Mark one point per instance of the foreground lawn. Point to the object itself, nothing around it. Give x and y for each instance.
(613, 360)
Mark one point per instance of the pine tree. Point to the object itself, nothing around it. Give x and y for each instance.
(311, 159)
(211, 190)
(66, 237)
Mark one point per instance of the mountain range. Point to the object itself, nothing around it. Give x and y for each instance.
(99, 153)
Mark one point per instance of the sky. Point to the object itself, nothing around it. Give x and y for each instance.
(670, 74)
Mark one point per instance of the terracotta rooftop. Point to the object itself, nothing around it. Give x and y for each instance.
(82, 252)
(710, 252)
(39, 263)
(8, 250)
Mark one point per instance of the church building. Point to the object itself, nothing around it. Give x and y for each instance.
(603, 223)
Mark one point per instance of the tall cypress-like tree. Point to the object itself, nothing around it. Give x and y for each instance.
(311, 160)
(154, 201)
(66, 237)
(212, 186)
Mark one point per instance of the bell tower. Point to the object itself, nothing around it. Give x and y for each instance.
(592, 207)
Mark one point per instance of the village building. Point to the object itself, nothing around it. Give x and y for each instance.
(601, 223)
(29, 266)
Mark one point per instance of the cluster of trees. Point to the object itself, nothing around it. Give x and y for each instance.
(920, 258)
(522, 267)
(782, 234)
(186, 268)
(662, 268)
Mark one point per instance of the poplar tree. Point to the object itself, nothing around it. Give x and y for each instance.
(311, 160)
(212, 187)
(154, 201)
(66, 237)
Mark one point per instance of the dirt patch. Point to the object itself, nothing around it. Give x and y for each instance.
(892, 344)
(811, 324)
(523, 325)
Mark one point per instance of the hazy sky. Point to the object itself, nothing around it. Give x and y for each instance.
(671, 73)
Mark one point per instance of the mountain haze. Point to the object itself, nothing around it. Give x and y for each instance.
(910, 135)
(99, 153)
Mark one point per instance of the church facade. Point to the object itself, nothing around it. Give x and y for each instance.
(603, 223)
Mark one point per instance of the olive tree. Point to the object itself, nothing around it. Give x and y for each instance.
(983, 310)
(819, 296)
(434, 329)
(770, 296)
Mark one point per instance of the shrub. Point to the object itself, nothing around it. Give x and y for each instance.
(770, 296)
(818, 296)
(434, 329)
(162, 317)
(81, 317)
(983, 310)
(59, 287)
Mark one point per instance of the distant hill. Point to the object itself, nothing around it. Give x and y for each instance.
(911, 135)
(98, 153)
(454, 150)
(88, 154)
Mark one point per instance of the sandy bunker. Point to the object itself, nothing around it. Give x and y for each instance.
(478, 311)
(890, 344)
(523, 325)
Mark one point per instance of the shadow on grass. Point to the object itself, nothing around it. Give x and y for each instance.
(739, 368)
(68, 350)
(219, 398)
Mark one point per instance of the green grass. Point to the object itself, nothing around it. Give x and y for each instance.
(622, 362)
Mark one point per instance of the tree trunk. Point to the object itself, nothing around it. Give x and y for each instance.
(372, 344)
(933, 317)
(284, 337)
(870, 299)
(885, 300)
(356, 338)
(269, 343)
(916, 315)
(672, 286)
____
# Exercise details
Copy the data from the line containing "Mark one point per instance of the dirt" through the end of the data, replacing "sandy bunker" with "sand trap" and changing nothing else.

# Output of the exercise
Mark one point per instance of the dirt patch. Point to the object itself, nothing around it. Give x and y for each instance.
(892, 344)
(811, 324)
(523, 325)
Mark one point per instance of the hazy sky. Point to the object itself, nothing around it. Give x and y for each instance.
(671, 73)
Mark one point per instance of the mountain haze. Point to the object itself, nothing around it. Give x and y for each instance.
(910, 135)
(99, 153)
Mark one point per instance of the church facade. Point to the object itself, nothing around it. Give x and y for each instance.
(603, 223)
Mark one point per instance of the olive tree. Point to the object itself, nothing around it. Give x and y for each instance.
(983, 310)
(819, 296)
(434, 329)
(770, 296)
Mark one point per instance of the shrub. Point to the object itself, nothing around it. Give x and y for each instance.
(770, 296)
(818, 296)
(434, 329)
(162, 317)
(81, 317)
(983, 310)
(59, 287)
Mark one point per instance of the distant hill. Point to the object itself, nothing around it. Give x and y for each instance.
(911, 135)
(98, 153)
(454, 150)
(88, 154)
Mark one point per instance of the sand trap. Point to the object itself, nothing around it. Give x and y for each instance.
(478, 311)
(890, 344)
(523, 325)
Mark one point per instance of the shadow on grass. Point to the object itself, nothing around it. Give x and y for each instance.
(739, 368)
(68, 350)
(219, 398)
Mark one point per instance of the green grass. Point to the object itself, nothing around it. Give x and y for each instance.
(622, 362)
Mark one point per instance of the tree trunk. Point to the object itself, nothing around it. Give x and y for each instance.
(372, 344)
(933, 317)
(284, 337)
(870, 299)
(885, 300)
(356, 338)
(269, 343)
(916, 315)
(672, 286)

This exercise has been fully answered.